* start Records for this task *

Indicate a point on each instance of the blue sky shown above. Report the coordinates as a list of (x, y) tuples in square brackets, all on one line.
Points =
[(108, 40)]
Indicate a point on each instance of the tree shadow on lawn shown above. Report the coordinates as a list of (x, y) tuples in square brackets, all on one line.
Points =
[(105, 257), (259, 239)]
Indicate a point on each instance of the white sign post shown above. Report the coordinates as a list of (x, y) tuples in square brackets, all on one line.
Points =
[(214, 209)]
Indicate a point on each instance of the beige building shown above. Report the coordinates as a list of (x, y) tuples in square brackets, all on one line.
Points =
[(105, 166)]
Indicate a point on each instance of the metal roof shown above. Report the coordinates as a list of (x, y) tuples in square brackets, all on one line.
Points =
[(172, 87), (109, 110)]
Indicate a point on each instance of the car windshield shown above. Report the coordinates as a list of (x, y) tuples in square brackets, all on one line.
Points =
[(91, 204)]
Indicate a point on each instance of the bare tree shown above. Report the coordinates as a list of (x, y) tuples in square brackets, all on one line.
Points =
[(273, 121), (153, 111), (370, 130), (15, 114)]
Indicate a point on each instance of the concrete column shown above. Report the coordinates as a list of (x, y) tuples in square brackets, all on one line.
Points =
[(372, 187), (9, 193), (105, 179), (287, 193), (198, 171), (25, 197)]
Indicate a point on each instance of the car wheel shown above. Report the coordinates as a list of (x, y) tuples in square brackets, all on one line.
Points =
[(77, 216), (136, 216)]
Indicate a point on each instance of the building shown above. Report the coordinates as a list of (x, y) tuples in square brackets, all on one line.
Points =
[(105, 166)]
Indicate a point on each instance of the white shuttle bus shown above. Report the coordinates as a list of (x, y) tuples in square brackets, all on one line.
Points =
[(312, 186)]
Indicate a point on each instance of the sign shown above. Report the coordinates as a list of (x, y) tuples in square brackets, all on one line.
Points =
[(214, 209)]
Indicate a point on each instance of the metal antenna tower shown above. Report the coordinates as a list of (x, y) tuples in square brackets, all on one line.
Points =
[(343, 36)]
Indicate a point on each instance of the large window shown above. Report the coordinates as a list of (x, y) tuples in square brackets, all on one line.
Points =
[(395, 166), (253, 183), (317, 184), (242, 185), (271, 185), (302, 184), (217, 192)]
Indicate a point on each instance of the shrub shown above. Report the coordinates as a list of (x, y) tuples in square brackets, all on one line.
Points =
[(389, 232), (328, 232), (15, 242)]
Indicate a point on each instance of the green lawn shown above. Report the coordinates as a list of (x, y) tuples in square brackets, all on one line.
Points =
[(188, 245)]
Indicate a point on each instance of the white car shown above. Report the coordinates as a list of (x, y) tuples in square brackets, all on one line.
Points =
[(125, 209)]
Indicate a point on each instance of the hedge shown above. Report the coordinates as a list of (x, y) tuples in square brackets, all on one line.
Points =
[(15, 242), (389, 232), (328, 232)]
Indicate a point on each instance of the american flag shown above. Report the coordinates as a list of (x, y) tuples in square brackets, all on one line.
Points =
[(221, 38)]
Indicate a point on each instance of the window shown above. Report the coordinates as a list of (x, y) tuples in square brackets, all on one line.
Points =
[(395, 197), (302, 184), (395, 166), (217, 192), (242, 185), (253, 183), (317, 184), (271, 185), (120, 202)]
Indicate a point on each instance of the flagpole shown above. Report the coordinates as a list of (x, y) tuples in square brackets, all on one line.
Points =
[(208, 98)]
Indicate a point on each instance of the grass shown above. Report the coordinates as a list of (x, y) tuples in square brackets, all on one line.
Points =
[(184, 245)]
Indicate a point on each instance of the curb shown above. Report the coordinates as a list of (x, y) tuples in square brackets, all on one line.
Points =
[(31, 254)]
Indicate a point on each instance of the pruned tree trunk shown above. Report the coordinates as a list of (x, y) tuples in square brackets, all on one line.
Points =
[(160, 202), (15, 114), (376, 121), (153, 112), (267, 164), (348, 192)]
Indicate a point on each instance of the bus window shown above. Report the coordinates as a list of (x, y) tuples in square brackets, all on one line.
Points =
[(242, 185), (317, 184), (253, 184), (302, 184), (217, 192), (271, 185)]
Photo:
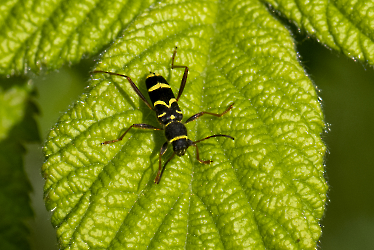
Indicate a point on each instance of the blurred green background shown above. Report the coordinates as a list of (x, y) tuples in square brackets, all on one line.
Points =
[(347, 92)]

* end Records for this task *

#### [Short exercise]
Rewrite in full every line of the records in the stretch from the line containing "Indicate a point on each instance of the shrub" through the line containing "[(208, 98)]", scaling each coordinate in the answers by 0.6 and rounding it to a whole number, with halves rounded up. Give only those lines.

#### [Written response]
Indicate a point on each instance of the shrub shown above. Report the coordinates as a list of (x, y) tuples in square brackets, all on one line.
Points =
[(233, 139), (197, 139), (9, 145)]
Indicate a point on each instance of the green lawn shown above. Report the coordinates as a list of (x, y) tuples in square brackets, all on one line.
Points =
[(113, 147)]
Indicate a point on each instance of the white car shown above. Report the coordinates as a list of (x, y) tuples in square brackets, all on one line.
Points =
[(75, 125)]
Indicate a point on each instance of the hedge shown above. Report the coordinates as a list of (x, y) tuples in square brackets, all on one line.
Points =
[(9, 145), (233, 139), (197, 139)]
Indicate a point on each instance of the american flag shown above. Report the coordinates as a list of (x, y) tuples in square brackets, all on one line.
Points =
[(133, 23)]
Indicate a point on each instance of the window shown above. Report the coordinates as a list of (x, y) tuples in square brackets, all on one line.
Points =
[(237, 118), (181, 110), (237, 100), (130, 115), (145, 111), (152, 110), (190, 110), (163, 111), (72, 121)]
Indicate a point on each instance of the flagpole shown above. Report the coordinates as a list of (x, y) tuples in square brackets, all on one line.
Points =
[(125, 59)]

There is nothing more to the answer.